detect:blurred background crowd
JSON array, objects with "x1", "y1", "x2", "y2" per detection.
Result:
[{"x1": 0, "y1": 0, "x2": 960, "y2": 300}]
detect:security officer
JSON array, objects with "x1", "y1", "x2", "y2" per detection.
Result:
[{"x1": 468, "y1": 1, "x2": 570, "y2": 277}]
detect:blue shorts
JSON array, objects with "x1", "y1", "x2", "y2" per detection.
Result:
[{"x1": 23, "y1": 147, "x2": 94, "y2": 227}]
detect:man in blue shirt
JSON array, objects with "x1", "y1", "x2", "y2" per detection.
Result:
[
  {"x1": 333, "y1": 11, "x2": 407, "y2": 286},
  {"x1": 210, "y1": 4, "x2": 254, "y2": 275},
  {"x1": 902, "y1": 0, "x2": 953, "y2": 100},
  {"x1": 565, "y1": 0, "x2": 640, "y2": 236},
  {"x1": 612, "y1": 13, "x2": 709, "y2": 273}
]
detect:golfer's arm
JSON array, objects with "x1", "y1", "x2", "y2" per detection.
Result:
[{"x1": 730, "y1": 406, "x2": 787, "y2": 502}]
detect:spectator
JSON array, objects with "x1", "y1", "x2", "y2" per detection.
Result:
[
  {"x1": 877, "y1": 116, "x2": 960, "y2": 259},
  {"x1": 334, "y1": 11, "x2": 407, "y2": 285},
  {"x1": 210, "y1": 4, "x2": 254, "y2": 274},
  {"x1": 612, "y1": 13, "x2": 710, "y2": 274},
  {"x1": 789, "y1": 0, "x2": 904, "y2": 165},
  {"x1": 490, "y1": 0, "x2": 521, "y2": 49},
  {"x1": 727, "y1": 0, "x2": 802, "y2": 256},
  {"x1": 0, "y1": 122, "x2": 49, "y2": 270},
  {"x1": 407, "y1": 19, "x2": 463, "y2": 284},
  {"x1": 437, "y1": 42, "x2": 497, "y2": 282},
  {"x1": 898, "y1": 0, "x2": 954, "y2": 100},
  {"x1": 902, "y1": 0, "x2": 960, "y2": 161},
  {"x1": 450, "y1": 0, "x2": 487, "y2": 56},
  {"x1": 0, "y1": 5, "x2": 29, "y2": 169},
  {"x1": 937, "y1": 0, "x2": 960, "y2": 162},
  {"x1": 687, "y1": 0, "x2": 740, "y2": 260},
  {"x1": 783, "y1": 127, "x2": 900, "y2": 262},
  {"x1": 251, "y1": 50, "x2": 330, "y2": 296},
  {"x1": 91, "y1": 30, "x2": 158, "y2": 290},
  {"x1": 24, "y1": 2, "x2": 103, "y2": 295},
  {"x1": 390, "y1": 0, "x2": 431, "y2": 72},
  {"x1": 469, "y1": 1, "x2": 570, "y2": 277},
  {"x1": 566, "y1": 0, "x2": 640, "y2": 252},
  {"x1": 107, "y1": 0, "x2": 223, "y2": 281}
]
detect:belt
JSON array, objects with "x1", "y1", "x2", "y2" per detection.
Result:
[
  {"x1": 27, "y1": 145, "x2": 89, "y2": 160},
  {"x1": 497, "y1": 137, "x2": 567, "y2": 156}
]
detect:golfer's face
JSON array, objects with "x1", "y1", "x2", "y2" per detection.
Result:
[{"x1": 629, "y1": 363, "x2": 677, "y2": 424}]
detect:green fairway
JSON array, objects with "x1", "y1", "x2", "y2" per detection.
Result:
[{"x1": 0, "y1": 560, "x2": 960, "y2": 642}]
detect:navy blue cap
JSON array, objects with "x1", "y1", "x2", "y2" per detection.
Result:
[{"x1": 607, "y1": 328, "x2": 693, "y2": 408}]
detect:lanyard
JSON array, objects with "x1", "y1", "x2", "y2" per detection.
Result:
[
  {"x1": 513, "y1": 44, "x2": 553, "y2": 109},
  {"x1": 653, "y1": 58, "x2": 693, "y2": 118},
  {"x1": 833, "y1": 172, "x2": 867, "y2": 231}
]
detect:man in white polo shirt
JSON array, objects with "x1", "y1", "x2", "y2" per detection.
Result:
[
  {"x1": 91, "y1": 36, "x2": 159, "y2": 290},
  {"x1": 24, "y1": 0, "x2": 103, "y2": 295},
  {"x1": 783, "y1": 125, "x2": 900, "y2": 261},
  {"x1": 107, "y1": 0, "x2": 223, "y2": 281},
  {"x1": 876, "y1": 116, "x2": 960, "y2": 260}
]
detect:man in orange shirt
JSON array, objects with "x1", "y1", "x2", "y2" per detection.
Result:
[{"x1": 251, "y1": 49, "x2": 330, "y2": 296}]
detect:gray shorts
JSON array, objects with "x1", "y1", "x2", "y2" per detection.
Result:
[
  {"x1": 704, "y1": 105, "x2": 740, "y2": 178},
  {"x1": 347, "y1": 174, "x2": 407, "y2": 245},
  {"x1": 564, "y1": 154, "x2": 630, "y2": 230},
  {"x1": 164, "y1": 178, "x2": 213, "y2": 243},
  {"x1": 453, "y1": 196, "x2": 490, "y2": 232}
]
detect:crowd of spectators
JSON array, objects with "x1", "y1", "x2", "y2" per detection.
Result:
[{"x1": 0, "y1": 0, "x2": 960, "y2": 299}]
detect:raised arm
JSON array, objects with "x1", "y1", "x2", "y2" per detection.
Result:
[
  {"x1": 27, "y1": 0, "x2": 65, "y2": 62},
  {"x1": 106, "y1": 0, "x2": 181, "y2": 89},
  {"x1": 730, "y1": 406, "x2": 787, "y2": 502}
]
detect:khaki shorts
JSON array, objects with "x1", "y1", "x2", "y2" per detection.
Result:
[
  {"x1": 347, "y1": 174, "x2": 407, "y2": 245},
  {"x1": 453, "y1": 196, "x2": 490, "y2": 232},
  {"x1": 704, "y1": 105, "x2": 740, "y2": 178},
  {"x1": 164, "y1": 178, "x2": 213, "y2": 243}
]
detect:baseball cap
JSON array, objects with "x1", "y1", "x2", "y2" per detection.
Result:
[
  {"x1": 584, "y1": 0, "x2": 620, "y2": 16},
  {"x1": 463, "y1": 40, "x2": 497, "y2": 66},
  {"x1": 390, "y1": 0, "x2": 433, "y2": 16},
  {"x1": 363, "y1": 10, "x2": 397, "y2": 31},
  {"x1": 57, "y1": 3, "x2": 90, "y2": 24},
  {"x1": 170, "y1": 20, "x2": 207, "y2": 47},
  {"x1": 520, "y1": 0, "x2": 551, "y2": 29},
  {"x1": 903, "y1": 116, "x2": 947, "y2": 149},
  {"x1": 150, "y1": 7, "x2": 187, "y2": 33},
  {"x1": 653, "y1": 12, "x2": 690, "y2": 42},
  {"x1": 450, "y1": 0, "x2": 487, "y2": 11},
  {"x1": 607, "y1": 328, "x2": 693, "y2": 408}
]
--------------------
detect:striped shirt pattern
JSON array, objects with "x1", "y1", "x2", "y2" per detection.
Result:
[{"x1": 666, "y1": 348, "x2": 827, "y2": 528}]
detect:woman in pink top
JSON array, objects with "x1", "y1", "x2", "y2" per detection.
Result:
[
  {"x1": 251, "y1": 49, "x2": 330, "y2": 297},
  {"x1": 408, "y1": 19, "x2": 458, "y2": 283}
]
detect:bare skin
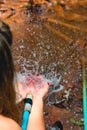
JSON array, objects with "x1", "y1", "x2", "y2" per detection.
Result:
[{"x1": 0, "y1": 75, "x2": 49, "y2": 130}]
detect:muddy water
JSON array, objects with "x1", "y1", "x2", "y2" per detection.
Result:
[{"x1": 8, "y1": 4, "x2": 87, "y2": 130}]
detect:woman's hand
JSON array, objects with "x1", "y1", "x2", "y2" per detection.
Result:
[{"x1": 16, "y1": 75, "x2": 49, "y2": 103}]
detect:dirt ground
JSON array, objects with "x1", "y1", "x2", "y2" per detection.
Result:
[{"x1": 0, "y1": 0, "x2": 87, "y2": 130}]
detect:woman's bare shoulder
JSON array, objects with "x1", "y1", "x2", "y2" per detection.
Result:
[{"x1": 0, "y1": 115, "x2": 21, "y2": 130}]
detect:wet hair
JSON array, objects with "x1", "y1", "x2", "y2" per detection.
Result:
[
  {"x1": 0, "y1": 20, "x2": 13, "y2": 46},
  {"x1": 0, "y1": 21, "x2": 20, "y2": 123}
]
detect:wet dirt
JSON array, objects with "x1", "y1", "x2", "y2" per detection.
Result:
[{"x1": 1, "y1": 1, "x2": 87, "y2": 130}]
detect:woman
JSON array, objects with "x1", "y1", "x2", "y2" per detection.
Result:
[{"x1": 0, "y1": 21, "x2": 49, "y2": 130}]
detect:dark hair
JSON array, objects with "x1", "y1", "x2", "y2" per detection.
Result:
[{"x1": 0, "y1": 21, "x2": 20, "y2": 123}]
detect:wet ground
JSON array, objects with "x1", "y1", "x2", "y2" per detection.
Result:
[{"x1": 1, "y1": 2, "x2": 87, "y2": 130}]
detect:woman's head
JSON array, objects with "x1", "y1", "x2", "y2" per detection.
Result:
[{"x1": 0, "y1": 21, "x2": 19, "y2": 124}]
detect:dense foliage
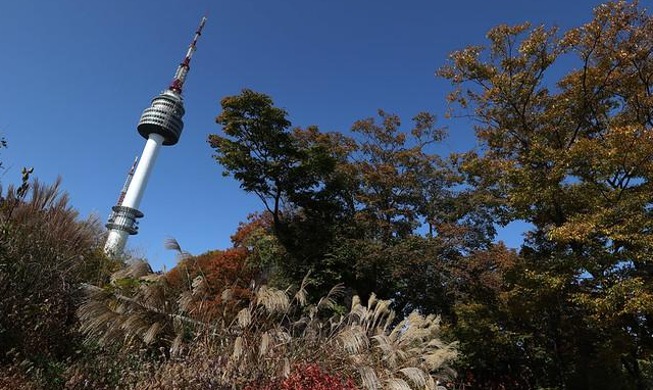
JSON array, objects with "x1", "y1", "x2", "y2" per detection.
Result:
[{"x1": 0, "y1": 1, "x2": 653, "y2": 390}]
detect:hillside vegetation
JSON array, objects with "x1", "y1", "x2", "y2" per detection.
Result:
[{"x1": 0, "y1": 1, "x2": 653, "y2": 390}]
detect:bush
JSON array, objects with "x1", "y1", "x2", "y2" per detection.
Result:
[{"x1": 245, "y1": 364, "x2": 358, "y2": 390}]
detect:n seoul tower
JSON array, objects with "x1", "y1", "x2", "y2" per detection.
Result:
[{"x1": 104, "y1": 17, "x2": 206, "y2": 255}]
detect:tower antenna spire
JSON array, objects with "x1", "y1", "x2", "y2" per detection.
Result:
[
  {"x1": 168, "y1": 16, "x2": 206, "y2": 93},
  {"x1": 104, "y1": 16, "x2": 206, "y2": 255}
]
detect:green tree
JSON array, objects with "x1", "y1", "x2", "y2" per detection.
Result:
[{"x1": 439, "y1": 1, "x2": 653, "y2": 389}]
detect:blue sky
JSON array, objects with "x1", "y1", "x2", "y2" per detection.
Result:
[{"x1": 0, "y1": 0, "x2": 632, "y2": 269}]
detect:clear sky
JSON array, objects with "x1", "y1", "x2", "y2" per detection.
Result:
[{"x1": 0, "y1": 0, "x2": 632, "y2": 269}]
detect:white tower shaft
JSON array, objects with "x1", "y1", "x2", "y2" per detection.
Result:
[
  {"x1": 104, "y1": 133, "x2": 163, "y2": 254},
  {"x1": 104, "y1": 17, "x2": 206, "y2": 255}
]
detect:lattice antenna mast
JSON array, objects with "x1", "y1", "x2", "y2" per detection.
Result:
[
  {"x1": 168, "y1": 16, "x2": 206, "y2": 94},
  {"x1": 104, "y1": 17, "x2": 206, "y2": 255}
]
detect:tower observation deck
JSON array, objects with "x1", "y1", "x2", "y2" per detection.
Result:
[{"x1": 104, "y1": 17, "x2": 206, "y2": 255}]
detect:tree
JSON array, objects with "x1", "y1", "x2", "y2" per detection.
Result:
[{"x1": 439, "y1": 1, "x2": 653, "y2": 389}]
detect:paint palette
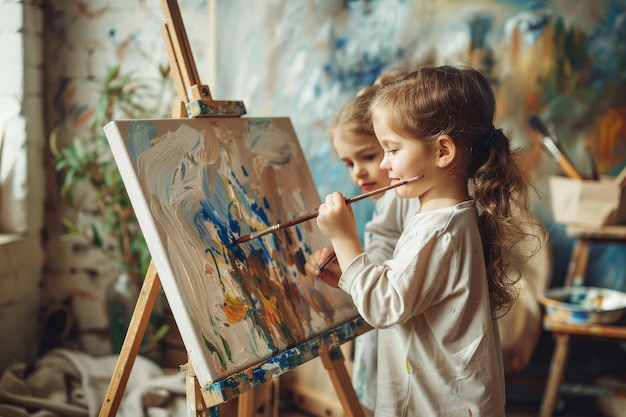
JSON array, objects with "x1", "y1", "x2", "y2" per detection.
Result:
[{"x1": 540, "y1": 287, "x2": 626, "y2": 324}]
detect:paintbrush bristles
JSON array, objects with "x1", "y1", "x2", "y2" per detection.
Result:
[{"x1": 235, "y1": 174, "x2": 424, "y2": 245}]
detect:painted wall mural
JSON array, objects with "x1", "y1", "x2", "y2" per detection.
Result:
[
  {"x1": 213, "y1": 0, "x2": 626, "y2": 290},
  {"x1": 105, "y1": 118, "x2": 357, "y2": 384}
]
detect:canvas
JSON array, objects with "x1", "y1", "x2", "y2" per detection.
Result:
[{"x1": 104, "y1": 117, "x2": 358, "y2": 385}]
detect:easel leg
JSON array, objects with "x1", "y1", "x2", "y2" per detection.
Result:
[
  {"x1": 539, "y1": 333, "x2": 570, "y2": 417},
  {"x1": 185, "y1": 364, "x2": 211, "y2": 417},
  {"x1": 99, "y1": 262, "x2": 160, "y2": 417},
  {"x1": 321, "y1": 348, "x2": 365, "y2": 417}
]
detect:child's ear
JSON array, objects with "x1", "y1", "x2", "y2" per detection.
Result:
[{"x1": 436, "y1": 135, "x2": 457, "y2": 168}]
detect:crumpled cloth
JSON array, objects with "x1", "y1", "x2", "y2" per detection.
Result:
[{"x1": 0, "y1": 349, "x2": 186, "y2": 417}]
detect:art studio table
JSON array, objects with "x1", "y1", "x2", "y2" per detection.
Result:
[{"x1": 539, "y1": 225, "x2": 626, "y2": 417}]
--------------------
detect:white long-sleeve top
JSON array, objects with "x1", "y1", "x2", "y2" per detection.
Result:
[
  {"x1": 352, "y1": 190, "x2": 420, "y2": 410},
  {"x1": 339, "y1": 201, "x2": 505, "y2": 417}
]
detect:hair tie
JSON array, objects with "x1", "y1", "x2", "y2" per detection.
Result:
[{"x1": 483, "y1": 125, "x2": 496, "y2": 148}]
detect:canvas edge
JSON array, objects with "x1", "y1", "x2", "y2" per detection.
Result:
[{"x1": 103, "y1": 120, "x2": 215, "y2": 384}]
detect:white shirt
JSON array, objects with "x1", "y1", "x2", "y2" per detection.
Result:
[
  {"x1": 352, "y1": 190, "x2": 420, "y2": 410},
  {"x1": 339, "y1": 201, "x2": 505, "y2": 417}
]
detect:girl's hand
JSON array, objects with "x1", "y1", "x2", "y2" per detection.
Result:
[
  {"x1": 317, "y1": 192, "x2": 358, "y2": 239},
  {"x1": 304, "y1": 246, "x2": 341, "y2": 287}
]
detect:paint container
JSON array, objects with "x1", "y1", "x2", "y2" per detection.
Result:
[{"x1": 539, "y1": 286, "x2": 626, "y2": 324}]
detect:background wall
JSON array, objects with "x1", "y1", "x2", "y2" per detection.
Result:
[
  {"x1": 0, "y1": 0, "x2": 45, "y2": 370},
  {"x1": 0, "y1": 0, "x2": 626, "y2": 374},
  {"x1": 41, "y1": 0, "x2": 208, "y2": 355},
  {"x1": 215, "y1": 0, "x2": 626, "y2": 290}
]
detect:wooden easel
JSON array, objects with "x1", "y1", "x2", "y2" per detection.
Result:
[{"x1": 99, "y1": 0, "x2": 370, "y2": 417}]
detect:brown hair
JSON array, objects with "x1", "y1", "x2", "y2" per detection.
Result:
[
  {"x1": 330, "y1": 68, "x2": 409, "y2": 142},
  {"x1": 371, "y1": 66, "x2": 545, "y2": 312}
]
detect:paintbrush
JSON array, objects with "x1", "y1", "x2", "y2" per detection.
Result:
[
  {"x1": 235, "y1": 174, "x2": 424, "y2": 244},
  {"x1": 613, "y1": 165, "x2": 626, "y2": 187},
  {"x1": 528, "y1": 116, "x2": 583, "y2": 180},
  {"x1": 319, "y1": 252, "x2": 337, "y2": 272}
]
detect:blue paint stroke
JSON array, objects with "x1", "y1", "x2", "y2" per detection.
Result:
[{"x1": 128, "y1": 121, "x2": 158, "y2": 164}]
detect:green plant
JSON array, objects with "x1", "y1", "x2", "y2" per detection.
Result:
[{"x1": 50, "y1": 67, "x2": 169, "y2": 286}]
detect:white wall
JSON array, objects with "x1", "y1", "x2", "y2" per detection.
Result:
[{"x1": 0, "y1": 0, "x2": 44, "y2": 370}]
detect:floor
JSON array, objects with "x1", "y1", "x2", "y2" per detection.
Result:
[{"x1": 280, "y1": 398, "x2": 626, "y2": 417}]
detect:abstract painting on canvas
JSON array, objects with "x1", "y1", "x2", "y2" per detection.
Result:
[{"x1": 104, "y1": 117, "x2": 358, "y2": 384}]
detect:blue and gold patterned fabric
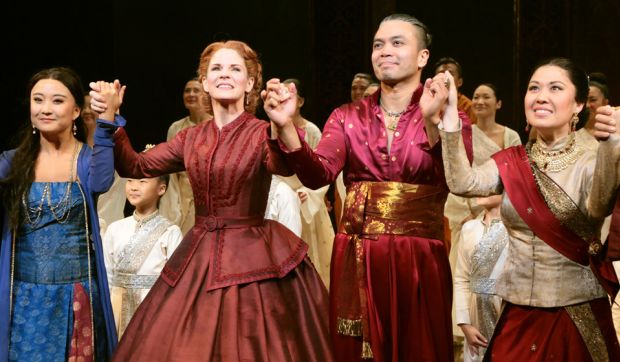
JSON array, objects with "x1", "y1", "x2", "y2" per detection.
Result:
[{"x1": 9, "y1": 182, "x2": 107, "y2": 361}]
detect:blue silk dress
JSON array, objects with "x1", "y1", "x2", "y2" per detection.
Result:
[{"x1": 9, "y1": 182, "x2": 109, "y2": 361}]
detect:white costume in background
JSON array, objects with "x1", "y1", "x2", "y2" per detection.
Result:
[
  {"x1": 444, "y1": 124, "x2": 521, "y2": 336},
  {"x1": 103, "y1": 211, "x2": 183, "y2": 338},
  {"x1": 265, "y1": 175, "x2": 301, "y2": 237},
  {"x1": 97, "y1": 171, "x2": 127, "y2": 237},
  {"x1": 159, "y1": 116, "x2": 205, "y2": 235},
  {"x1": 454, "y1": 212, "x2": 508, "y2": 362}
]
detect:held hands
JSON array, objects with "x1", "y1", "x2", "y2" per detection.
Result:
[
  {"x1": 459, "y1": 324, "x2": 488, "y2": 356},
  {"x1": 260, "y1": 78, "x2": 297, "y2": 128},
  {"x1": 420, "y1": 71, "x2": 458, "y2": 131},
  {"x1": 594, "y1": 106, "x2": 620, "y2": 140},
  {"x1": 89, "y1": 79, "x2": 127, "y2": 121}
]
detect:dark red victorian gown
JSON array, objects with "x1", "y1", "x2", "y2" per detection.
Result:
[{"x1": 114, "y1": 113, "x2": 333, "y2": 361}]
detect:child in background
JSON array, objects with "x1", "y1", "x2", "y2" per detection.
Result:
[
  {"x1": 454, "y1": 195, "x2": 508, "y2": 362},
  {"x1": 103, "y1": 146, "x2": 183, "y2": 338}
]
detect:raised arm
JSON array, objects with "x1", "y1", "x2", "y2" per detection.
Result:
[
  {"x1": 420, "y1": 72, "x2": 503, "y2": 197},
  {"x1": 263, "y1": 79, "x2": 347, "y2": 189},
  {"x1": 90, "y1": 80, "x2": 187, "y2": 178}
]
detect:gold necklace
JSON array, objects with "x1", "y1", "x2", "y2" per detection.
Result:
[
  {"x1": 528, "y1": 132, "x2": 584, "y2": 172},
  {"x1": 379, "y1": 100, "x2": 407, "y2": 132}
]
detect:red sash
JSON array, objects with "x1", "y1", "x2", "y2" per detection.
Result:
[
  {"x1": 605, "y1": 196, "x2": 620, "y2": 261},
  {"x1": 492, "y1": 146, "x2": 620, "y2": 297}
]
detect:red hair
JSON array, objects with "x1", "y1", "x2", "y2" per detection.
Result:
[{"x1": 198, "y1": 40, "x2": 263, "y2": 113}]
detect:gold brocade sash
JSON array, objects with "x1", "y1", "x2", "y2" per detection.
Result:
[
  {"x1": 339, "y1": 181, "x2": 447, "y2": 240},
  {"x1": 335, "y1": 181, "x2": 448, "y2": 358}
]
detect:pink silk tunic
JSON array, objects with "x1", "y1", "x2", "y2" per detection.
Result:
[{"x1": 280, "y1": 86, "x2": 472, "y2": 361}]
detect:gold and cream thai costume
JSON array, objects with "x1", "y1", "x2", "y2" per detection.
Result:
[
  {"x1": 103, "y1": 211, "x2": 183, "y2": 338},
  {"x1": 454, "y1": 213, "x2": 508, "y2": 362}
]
--------------------
Which lines of the material contain the word "white"? Extract each of them in full.

detect:man in white polo shirt
detect:white tower shaft
detect:white long-sleeve top
detect:white shirt
detect:white wall
detect:white costume in background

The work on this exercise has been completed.